Reproduce every item below word for word, in the order given.
________
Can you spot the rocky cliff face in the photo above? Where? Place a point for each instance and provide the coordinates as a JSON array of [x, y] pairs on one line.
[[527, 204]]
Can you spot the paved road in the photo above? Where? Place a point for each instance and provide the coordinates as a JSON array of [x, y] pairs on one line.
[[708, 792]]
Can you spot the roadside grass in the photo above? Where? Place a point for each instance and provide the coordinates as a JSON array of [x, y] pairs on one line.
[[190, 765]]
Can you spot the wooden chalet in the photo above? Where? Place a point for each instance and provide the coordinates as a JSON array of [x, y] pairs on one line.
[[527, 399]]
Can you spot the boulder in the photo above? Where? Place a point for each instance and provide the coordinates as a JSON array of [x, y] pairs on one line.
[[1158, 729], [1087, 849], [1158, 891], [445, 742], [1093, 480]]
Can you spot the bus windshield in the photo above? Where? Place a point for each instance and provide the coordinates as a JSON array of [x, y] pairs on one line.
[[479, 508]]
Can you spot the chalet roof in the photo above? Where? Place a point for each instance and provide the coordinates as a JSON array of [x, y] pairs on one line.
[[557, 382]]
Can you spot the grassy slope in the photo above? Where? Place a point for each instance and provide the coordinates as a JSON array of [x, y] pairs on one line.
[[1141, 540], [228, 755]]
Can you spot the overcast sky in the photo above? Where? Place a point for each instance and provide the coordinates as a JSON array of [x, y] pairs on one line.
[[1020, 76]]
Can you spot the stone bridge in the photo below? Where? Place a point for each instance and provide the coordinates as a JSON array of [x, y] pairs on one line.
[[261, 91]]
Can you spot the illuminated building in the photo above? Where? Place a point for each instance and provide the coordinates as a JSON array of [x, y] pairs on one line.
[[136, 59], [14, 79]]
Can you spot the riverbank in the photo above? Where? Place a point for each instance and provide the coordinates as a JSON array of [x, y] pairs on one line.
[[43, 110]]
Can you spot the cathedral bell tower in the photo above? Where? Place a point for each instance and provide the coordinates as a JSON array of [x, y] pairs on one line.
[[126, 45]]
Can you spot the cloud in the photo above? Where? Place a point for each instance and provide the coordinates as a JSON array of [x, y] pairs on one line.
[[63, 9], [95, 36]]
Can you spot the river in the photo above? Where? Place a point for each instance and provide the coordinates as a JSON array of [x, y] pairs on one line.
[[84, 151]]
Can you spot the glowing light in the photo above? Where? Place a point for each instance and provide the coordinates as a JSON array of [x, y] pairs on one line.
________
## [Answer for the task]
Can you spot the rocky cliff face in the photo above? Where? Place a point for each instance and provide the coordinates as a JSON array of [x, y] pairs on one line.
[[527, 204]]
Can you spot the paved road in the photo above? Where? Place a point for each instance and provide the coordinates as a JSON array of [x, y] pairs on one line.
[[708, 792]]
Can you spot the roadside grass in the photo above? Where? Place a point for each instance and provide the coordinates as a JSON array of [x, y] pairs on one line.
[[190, 765]]
Can you spot the wooden chalet in the photo above? Where? Place a point for each instance and provide the coordinates as a JSON array of [x, y] pairs on one line.
[[527, 399]]
Can you spot the boulder in the photo above? Where? Place a point for each instance and provide the coordinates as a JSON array of [x, y] pairs on one line.
[[1158, 729], [1087, 849], [1158, 891], [445, 742], [1093, 480]]
Can you spot the bus windshield in the photo above? Where? Place a point for each instance and provide the coordinates as a JSON array of [x, y] pairs on one line.
[[479, 508]]
Can you spot the chalet roof in the photo above? Where? Place a point for each instance and provide the coordinates as a JSON array of [x, y] pairs on one line.
[[557, 382]]
Can you spot the grassy slope in the photo above? Where? Place a point for each instance and provide the coordinates as a JSON array of [x, y] pairs on one line.
[[1141, 540], [228, 755]]
Can you spot the overcast sky in the photo above? Where? Place a point for each instance and provide the coordinates as a JSON array of [x, y] pairs on one line.
[[1020, 76]]
Can you spot the stone bridge in the photo below? Where? Place a point for each instance and provide the coordinates as a JSON array of [x, y] pairs on one line.
[[261, 91]]
Can you spot the illuminated building in the photo above? Where? Place a point for each instance and provide the coordinates as a JSON array of [x, y] pairs on one line.
[[136, 59], [14, 79]]
Can you spot the riverbank in the photo above? Where? Place a point for each instance and provide the coordinates as a JSON array of [x, y] pairs on one line.
[[43, 110]]
Can you spot the cathedral bell tower in the photo above? Where? Place a point for each instance and provide the coordinates as a JSON array of [x, y] pairs on one line.
[[126, 45]]
Can you spot the cloud in the photo above? Where? Place a point for each instance and provide the coordinates as a JSON array of [x, y] pairs on one line.
[[63, 9], [95, 36]]
Can you spot the river in the photo above? Where? Place a point for each instance and provide the coordinates as a JSON array of [x, y] pairs on one line.
[[84, 151]]
Can you spot the glowing light in the photo above? Where? Place a point for each instance and provide the coordinates as a JSON array of [x, y] pairs on one line.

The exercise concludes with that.